** Begin PASSAGE SHOWN **

He takes it back: in a column about the regrettable proliferation of the “grand civic staircase” trope in public architectural projects, New York magazine’s Justin Davidson critically re-examined his positive 2019 review of Steven Holl Architects’ Hunters Point Library, whose own grand civic staircase is inaccessible to many patrons. In fact, this is the second time Davidson has attempted to correct the record: weeks after publishing his initial assessment of the building, he filed a mea culpa entitled “The Important Thing I Didn’t See at the New Hunters Point Library.” In recent months, the city sued Holl and his associates for their design. Davidson suggests, perhaps this is an opportunity to call a moratorium on big, clumsy staircases.

** End PASSAGE SHOWN **

● **EXERCISE TASK**: Can you reproduce the passage above on the Hunters Point Library staircase, word for word and in full?

** Begin DATA EXTRACT **

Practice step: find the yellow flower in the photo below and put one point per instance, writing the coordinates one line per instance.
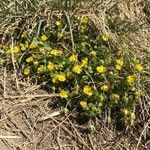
(73, 57)
(101, 69)
(41, 69)
(105, 88)
(105, 38)
(58, 23)
(84, 62)
(77, 69)
(50, 66)
(61, 77)
(26, 71)
(29, 59)
(83, 104)
(139, 67)
(131, 79)
(16, 49)
(115, 97)
(93, 53)
(87, 90)
(64, 94)
(84, 20)
(70, 75)
(43, 38)
(55, 52)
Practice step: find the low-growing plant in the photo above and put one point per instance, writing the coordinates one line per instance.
(85, 67)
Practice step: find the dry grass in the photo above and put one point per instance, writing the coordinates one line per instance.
(28, 118)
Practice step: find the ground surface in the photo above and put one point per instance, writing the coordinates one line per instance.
(29, 120)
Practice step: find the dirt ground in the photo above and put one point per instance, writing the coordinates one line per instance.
(29, 120)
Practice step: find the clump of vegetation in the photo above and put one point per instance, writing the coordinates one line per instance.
(85, 67)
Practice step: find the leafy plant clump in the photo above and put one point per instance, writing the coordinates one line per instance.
(85, 67)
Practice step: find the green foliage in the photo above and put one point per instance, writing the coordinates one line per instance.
(83, 66)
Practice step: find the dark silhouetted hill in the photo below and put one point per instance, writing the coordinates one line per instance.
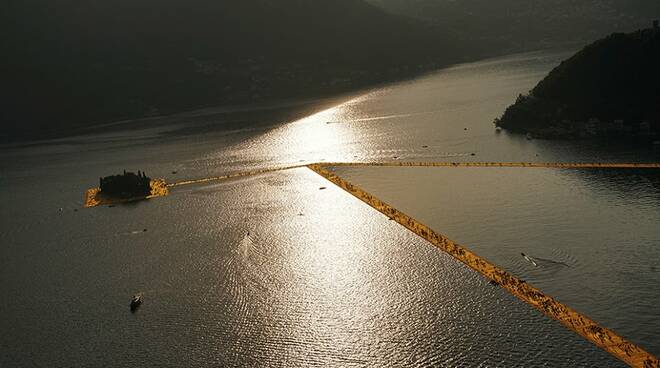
(519, 25)
(610, 87)
(71, 63)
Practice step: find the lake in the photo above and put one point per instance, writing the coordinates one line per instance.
(272, 271)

** End DATA EXTRACT **

● **EXERCISE ANSWER**:
He takes it back: in a column about the regrettable proliferation of the “grand civic staircase” trope in public architectural projects, New York magazine’s Justin Davidson critically re-examined his positive 2019 review of Steven Holl Architects’ Hunters Point Library, whose own grand civic staircase is inaccessible to many patrons. In fact, this is the second time Davidson has attempted to correct the record: weeks after publishing his initial assessment of the building, he filed a mea culpa entitled “The Important Thing I Didn’t See at the New Hunters Point Library.” In recent months, the city sued Holl and his associates for their design. Davidson suggests, perhaps this is an opportunity to call a moratorium on big, clumsy staircases.